Revise the records below by changing every "innermost point" to "deepest point" and leaving all else unchanged.

• [Data records]:
◇ ◇ ◇ ◇
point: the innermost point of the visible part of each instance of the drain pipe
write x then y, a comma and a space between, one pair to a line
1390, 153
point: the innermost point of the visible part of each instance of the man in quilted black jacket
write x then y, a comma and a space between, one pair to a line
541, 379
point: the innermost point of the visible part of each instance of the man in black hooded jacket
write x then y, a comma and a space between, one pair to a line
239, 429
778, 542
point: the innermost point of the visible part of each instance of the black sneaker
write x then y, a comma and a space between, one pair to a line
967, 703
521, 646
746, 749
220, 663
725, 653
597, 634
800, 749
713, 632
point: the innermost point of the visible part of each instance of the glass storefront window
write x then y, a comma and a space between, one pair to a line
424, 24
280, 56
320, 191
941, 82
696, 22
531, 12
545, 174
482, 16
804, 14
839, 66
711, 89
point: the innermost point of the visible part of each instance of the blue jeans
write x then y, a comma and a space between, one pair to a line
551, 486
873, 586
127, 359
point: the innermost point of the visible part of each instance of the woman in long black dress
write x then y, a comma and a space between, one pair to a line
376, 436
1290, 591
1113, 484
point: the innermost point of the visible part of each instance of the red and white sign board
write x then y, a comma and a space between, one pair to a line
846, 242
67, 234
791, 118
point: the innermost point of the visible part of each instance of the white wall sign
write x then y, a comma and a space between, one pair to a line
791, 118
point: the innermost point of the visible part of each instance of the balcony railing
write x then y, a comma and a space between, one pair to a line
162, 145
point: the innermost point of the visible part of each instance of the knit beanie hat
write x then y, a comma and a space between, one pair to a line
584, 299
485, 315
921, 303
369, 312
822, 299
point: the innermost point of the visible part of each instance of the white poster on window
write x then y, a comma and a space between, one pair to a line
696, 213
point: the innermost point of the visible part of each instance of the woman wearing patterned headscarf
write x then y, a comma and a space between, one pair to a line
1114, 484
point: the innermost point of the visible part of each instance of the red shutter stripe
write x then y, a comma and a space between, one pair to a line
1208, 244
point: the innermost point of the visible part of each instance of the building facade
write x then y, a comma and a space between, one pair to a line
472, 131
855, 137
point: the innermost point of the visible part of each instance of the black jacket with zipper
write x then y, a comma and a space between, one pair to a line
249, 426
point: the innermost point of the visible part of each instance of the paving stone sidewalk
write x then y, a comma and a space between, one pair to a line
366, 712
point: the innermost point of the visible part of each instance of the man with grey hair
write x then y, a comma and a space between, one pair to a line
◇ ◇ ◇ ◇
• [Output of the exercise]:
point: the deepest point of the visible part of each instance of the drain pipe
write x then y, a comma and a space between, one pair to a line
1390, 153
point: the deepest point of the visible part of each instance of the man in quilted black jacket
write x then y, a comma and a space between, one pair to a line
541, 379
point: the deepest point of the visible part of each instance of the man in black hooded jacket
write x then y, a comma and a space between, one pair to a line
239, 429
778, 542
point: the deepest point of the visible part of each instance of the black sneaker
write x then y, a comma and a space between, one pair to a line
967, 703
521, 646
746, 749
220, 663
725, 653
597, 634
800, 749
713, 632
point: the deepest point of the visible part of each instance of the glass storefront window
write x then y, a comma and a space between, one pair to a line
424, 24
280, 56
320, 191
941, 82
696, 22
531, 12
545, 174
482, 16
804, 14
839, 66
711, 89
point: the deepest point of the visible part of each instance of the blue jeans
write x then y, a comma and a space between, one pair to a line
551, 486
873, 586
127, 359
point: the deepest point of the visible part of each instance of the woman in long black dress
write x then y, a comma and a space between, one pair to a line
376, 436
1290, 591
1113, 484
point: the deepest point of the visible part of each instance of the red and white sign board
write x then y, a comma and a space between, one pair to a line
846, 242
67, 234
791, 118
point: the deepest point of the visible part of each instance of the white wall sign
write x then y, a comma and a space between, one pair to a line
791, 118
point: the deepest point of the visible part of each instance of the balcony railing
write x then y, a comma and a space between, one pair to a line
162, 145
point: the deepest point of the visible part of each instance of the knit beanie hat
write x then y, a comma and a space between, one pair to a line
584, 299
485, 315
921, 303
369, 312
822, 299
point: the deepest point of the visible part of each instance of the white poster on window
write x then y, a comma and a space between, one pair to a line
696, 213
point: the deepest point of the visible part of each instance of the woman wearing patterned headscarf
write x then y, a comma and a space between, one pair to a line
1114, 484
point: the deepest point of the visible part of each instance of the red shutter stripe
write x then y, a comma and a space between, one pair to a line
1208, 244
point: the deepest point of the visible part of each instance of the building facade
write x then y, a comma and a space between, one pair to a line
472, 131
855, 137
point: the deepest point of the visible part of each instance of the black jacket with zipper
write x then y, a comma and a space between, one pair to a line
249, 426
point: the deepest point of the visible part of each instance of the paving stone sidewalk
write x then y, a comma and a space between, one pair to a line
366, 712
point: the deepest point of the visible part of each instance of the man with grey hair
write x then y, a comma and a space between, one pair to a line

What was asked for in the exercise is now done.